> **EXERCISE DESCRIPTION**
Copy, exactly and without additions, every line in the records below from the one holding "[[72, 807], [308, 552], [754, 42]]" through the one holding "[[474, 223], [475, 188], [204, 483]]", both ends included.

> **EXERCISE MATERIAL**
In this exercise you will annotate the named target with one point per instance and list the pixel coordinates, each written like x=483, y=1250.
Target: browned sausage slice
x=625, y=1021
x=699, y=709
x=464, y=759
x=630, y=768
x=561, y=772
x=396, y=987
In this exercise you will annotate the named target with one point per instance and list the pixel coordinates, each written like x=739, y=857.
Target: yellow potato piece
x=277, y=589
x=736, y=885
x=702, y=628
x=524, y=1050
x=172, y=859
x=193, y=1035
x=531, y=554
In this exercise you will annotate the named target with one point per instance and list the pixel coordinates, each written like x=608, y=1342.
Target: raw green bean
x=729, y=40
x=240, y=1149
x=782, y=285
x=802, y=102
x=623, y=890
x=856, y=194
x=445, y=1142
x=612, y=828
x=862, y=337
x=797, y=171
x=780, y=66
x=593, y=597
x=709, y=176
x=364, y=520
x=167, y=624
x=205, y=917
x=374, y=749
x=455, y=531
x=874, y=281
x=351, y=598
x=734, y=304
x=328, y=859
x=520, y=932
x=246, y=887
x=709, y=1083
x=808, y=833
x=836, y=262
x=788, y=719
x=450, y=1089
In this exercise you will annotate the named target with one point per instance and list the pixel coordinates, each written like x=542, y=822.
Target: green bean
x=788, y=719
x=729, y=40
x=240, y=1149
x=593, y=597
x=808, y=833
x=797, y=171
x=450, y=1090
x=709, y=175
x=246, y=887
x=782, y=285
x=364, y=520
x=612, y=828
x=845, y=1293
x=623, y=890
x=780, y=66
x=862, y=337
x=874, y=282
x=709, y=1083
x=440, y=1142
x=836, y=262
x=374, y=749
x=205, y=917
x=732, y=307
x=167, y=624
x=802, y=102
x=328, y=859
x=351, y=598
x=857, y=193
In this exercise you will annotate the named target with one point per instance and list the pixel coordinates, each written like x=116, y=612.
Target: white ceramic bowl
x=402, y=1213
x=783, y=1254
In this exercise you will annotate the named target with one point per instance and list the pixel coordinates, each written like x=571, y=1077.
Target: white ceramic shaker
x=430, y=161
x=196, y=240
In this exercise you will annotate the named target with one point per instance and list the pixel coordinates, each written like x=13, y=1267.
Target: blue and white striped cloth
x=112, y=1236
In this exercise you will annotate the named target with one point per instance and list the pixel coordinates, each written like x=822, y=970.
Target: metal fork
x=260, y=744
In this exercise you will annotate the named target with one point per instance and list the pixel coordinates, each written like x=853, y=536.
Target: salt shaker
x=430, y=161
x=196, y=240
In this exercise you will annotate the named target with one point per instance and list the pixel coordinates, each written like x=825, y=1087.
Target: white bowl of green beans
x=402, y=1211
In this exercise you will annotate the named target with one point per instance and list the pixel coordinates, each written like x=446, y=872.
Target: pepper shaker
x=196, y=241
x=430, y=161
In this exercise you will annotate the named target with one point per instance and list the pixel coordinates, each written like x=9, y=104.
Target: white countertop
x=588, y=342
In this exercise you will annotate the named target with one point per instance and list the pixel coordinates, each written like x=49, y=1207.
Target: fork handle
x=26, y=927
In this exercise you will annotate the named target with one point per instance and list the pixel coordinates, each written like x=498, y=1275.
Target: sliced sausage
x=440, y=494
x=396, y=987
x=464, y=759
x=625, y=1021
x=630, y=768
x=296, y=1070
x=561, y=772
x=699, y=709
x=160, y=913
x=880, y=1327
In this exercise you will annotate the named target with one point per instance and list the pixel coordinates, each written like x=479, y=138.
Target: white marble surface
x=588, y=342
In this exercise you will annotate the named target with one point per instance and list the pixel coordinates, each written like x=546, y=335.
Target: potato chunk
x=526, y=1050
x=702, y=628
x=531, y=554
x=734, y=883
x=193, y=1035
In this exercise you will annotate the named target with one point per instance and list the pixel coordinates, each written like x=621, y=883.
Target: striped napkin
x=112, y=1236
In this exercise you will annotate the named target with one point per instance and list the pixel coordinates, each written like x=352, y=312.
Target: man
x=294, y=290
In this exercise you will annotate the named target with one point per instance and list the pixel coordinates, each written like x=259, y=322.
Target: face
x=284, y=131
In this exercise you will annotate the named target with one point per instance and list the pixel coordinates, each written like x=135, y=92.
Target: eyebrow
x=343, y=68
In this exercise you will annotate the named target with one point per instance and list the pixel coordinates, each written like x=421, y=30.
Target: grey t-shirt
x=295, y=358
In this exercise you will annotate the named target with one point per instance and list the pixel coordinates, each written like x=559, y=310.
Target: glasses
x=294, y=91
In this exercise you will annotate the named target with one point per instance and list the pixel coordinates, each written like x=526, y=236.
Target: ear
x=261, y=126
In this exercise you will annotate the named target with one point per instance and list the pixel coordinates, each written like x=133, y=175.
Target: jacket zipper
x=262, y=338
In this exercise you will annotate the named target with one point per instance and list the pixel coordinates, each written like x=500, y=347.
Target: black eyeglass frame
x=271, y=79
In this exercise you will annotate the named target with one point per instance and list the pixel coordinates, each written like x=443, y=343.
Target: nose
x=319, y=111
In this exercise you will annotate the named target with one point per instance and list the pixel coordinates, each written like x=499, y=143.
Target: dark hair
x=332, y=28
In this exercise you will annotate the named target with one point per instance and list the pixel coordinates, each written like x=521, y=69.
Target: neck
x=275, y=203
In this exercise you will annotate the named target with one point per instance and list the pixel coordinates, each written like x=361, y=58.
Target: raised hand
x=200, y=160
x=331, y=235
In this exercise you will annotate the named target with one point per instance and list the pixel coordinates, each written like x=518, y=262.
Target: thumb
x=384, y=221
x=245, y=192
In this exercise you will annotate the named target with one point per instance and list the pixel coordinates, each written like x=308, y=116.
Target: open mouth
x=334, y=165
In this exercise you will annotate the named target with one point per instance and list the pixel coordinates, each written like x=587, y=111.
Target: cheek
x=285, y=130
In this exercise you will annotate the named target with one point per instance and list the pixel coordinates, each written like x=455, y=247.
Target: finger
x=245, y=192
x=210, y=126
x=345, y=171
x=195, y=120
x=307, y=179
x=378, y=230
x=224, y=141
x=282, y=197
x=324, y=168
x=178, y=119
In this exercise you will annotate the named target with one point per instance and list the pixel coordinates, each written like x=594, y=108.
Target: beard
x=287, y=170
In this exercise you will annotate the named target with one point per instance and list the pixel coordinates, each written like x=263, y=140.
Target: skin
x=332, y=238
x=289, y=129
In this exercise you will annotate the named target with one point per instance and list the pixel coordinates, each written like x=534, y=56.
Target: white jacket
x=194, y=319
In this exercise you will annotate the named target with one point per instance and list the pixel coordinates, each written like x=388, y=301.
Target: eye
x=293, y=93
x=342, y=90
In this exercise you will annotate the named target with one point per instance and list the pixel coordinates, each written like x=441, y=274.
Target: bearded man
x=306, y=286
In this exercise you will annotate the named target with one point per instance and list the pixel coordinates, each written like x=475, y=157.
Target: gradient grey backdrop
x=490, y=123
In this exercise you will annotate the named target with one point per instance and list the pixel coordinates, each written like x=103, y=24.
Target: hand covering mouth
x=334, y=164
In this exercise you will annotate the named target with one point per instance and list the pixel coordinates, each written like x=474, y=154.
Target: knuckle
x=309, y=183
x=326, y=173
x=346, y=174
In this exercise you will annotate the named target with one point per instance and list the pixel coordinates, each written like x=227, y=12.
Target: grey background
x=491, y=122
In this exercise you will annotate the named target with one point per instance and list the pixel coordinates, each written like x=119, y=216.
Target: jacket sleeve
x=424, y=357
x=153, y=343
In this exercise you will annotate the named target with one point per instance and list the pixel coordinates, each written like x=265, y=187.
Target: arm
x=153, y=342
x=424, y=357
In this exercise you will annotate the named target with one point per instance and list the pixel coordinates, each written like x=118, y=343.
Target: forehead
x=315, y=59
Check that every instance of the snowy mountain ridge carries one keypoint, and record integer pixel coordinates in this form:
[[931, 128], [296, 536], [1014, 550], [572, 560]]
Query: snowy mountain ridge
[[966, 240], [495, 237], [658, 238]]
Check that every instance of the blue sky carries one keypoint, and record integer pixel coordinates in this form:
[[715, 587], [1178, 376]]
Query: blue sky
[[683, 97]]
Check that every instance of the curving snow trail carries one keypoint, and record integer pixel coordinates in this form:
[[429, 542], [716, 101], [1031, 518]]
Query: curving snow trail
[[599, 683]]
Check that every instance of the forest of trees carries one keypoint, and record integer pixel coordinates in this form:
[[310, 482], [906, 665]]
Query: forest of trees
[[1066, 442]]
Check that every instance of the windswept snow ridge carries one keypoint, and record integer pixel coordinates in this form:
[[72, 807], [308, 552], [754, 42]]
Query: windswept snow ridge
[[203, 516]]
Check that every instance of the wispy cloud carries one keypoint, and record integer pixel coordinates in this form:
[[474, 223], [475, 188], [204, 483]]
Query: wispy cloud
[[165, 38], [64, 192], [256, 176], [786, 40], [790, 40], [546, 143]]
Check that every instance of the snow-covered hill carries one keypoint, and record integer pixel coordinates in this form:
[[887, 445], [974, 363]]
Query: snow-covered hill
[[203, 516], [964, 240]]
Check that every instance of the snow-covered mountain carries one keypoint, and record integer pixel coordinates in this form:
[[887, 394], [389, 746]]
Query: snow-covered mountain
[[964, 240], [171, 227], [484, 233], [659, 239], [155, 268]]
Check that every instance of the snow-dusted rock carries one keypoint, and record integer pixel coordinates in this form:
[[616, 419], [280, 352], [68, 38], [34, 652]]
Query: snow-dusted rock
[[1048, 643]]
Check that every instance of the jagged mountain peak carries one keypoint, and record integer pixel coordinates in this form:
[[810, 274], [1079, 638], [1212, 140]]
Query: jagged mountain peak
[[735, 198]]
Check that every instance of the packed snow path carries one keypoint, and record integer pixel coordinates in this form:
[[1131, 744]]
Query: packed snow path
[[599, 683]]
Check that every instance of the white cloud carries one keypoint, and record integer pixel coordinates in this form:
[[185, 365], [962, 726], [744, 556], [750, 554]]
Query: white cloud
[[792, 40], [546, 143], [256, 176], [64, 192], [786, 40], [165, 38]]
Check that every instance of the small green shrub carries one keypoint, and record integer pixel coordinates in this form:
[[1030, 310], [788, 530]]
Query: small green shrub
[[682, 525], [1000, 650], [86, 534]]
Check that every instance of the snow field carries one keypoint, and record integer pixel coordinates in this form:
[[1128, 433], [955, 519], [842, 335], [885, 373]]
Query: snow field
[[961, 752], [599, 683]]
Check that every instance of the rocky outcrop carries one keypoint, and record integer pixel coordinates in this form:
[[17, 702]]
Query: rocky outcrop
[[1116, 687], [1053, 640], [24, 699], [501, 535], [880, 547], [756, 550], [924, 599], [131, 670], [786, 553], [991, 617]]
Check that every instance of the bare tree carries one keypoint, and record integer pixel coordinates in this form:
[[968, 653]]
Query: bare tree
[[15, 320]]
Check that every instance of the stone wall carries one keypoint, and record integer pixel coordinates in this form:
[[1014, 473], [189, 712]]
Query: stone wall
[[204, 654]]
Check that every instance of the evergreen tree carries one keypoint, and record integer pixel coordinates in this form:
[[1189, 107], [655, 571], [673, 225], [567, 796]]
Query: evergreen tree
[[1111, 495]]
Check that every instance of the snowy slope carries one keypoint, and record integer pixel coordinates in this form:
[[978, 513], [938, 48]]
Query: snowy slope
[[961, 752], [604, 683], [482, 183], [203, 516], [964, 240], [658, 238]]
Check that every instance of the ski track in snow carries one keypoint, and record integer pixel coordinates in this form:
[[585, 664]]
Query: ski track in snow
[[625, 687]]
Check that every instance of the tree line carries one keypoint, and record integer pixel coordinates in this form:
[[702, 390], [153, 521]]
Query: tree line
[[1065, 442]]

> **RESPONSE**
[[72, 807], [308, 552], [754, 42]]
Query: windswept snow ridge
[[203, 516]]
Check that every instance of the wispy cloud carries one keypoint, and record integer pixel coordinates in this form:
[[474, 223], [475, 188], [204, 483]]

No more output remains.